*The problem*. Extract, verbatim, all lines starting at the one containing "[locate] grassy plain" and ending with the final line of the listing, and no others.

[Excerpts of pointing data]
· · · · ·

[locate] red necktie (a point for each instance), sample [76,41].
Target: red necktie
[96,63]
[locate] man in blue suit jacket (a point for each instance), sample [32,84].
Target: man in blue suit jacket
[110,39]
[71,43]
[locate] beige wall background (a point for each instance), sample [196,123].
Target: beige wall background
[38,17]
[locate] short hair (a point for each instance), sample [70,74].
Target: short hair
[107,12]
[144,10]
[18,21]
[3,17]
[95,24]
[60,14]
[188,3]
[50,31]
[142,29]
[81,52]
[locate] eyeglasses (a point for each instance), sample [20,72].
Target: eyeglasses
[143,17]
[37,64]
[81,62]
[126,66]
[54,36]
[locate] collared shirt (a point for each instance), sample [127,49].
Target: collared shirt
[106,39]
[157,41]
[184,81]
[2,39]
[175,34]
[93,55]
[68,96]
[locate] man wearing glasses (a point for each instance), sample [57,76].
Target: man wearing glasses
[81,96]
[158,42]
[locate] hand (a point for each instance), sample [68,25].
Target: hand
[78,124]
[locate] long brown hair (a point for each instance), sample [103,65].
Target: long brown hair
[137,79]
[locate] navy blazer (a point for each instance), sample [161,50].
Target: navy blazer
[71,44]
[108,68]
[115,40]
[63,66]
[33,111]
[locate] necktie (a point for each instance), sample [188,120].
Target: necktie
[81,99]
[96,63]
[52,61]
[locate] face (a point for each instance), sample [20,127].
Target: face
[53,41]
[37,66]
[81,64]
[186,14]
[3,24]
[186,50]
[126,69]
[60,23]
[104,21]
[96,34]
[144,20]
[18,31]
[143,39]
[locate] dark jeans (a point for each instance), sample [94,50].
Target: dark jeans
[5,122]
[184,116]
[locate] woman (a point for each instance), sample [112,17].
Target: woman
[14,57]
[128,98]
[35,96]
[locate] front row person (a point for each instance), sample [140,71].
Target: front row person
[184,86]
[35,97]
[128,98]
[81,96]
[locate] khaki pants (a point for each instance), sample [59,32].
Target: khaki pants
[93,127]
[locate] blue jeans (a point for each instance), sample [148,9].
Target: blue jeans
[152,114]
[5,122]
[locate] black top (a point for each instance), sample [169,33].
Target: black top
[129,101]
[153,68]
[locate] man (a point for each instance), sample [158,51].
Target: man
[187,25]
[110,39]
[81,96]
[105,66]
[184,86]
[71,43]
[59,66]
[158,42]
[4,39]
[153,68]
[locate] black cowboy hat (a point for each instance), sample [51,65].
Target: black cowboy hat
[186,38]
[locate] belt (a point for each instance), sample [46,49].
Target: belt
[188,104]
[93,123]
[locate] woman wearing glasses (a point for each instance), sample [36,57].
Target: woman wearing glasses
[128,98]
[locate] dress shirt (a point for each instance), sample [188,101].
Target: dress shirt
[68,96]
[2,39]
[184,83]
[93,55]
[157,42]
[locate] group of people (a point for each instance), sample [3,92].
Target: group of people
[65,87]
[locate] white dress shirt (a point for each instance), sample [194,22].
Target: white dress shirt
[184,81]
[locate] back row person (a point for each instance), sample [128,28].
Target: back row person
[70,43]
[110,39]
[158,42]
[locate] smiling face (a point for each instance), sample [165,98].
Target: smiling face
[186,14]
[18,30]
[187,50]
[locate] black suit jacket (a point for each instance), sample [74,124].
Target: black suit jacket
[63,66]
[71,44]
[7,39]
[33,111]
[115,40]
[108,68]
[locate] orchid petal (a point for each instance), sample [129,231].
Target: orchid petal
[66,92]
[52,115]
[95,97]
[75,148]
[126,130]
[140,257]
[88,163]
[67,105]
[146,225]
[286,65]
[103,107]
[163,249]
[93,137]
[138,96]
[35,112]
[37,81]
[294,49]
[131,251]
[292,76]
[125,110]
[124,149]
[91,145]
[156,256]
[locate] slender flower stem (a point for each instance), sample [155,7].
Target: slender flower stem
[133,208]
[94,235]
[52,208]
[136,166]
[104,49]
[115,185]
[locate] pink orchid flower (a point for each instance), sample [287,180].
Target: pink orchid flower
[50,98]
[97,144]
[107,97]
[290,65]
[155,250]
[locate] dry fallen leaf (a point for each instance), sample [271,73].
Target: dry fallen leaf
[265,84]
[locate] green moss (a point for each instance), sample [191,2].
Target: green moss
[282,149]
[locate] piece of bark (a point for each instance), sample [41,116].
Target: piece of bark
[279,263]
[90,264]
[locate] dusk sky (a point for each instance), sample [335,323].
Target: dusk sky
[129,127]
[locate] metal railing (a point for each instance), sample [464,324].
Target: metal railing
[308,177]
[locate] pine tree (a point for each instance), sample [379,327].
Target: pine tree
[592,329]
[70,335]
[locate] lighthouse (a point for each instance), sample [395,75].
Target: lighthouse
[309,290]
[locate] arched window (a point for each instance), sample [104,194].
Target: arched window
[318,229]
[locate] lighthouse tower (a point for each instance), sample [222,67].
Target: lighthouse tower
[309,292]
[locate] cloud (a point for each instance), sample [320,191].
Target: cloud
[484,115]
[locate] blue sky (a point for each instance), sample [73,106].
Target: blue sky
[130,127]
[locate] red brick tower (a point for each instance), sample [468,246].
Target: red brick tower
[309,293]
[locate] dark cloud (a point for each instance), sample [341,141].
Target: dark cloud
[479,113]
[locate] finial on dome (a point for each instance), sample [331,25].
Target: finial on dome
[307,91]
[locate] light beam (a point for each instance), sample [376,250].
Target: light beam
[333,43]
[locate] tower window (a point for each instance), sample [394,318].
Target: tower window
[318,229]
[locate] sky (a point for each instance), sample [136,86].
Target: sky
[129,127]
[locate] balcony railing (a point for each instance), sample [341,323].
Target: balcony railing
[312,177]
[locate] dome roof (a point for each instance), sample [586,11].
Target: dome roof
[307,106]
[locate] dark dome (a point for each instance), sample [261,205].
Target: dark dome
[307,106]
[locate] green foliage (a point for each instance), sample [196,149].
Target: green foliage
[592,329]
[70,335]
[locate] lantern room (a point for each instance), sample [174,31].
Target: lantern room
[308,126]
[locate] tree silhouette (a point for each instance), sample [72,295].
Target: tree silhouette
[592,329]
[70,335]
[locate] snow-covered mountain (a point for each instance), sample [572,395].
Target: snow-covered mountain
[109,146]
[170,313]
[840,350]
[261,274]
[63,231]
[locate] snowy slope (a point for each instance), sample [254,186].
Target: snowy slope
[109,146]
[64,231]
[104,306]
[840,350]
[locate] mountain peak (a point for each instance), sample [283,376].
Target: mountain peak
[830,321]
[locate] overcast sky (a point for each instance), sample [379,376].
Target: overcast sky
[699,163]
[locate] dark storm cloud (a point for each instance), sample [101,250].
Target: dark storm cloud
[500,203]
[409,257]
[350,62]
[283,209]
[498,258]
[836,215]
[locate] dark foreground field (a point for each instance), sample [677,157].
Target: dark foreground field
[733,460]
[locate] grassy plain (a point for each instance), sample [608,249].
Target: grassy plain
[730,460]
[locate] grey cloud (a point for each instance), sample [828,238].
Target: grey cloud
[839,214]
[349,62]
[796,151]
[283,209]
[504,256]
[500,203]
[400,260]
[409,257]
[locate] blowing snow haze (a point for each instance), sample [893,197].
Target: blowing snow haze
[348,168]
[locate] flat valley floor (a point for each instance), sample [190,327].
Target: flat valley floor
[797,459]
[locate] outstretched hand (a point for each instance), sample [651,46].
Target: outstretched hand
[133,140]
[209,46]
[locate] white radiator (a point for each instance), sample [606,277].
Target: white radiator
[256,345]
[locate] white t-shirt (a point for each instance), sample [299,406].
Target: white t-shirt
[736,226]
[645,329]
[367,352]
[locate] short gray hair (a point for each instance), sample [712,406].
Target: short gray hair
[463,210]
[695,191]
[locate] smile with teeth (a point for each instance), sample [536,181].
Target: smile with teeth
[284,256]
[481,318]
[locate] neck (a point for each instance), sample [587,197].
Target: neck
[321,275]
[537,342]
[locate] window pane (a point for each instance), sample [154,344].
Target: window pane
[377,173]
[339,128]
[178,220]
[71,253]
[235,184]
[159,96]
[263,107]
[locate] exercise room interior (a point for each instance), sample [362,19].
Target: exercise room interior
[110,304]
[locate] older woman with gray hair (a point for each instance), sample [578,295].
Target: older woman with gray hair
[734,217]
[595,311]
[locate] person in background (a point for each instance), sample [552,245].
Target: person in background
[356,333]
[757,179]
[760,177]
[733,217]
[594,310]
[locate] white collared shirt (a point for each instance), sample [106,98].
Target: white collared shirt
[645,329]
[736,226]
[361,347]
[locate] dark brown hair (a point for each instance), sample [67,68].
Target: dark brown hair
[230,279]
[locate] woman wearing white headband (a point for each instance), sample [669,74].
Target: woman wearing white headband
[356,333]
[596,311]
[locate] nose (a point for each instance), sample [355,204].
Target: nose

· · · · ·

*The answer*.
[locate] grassy plain (a point for each instance), sample [608,249].
Target: grassy plain
[730,460]
[locate] grey cloud (a point for each instance), sample [828,238].
Target: grey cloud
[839,214]
[349,62]
[796,151]
[283,209]
[504,256]
[500,203]
[400,260]
[409,257]
[locate] blowing snow haze (a point for each instance), sample [893,197].
Target: blowing snow haze
[348,168]
[locate] flat valley floor (a point for each instance), sample [190,327].
Target: flat valley floor
[797,459]
[locate] outstretched hand (a point for each instance), sample [651,46].
Target: outstretched hand
[133,140]
[209,46]
[locate] white radiator (a point for each instance), sample [606,277].
Target: white radiator
[256,345]
[locate] white t-shirt (a point for each instance), sample [299,406].
Target: white t-shirt
[736,226]
[645,329]
[367,352]
[locate] short gray hair (a point for each instance), sample [712,406].
Target: short gray hair
[463,210]
[695,191]
[locate] smile with teeth (a point for each instance), sample [536,181].
Target: smile with teeth
[284,256]
[481,318]
[locate] neck (a point for each instance), sample [587,197].
Target: neck
[321,275]
[537,342]
[locate] window pane (a point for each instance), sample [154,344].
Target: window pane
[377,173]
[339,128]
[178,220]
[71,253]
[235,184]
[159,96]
[263,107]
[locate] exercise room interior (a point for each instance), sample [362,19].
Target: exercise room interior
[110,304]
[locate] older woman with gray hair (a point for each instance), sample [578,295].
Target: older woman with gray hair
[734,217]
[595,311]
[locate] person in background (a point for each instance), sample [552,245].
Target: person in background
[356,333]
[757,179]
[760,177]
[733,217]
[594,310]
[locate] white collared shirt (a point for each instance), sample [106,98].
Target: white collared shirt
[645,329]
[736,226]
[361,347]
[locate] dark brown hair (a point for each instance), sample [67,68].
Target: dark brown hair
[230,279]
[locate] woman wearing white headband (a point for each instance), sample [669,74].
Target: woman wearing white headband
[356,333]
[596,311]
[locate] nose (a point for each instance), sample [355,204].
Target: nose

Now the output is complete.